> Aim of the exercise:
Scan the records below. Report the number of lines containing the word "black", and nothing more.

> Material provided:

..........

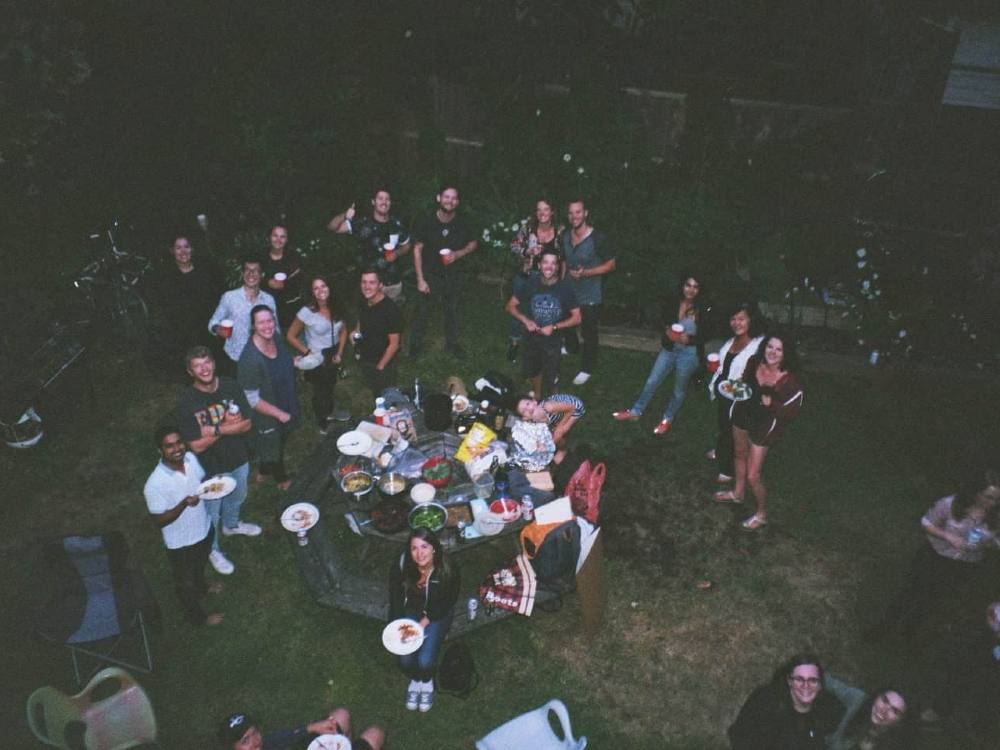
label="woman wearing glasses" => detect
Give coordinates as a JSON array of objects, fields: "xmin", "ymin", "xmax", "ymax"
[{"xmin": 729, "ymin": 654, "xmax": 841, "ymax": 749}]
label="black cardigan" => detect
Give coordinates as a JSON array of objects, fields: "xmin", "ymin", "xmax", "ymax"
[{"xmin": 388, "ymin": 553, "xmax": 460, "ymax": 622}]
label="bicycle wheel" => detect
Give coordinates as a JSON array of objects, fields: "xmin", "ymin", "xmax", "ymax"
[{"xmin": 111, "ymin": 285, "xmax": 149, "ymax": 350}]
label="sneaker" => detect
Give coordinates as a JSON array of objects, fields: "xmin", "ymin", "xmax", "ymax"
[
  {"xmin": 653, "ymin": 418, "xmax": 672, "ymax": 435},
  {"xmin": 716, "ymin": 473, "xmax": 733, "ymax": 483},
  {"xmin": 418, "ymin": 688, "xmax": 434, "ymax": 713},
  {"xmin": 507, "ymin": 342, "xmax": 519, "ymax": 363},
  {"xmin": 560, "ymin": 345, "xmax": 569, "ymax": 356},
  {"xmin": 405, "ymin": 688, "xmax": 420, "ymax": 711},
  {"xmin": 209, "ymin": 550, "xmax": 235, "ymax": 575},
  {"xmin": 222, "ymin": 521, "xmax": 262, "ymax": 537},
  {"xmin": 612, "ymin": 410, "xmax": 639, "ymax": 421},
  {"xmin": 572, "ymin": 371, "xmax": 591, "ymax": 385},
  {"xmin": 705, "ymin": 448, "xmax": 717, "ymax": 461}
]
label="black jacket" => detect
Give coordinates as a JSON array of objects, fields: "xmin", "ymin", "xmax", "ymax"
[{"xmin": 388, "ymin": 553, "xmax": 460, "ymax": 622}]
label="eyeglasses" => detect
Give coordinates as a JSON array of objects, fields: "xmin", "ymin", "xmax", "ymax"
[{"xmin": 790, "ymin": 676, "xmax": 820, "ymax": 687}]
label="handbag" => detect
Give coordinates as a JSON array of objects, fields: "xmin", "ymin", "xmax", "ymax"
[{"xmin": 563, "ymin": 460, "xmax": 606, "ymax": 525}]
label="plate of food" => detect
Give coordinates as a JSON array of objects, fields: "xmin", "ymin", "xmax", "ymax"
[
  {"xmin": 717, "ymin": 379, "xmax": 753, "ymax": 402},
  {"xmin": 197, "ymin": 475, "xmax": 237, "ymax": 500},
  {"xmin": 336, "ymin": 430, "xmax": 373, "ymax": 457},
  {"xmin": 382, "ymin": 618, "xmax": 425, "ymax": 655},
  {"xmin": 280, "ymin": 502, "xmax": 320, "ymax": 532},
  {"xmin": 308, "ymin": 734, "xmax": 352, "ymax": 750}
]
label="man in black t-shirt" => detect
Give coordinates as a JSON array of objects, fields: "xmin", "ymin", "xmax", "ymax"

..........

> Written response:
3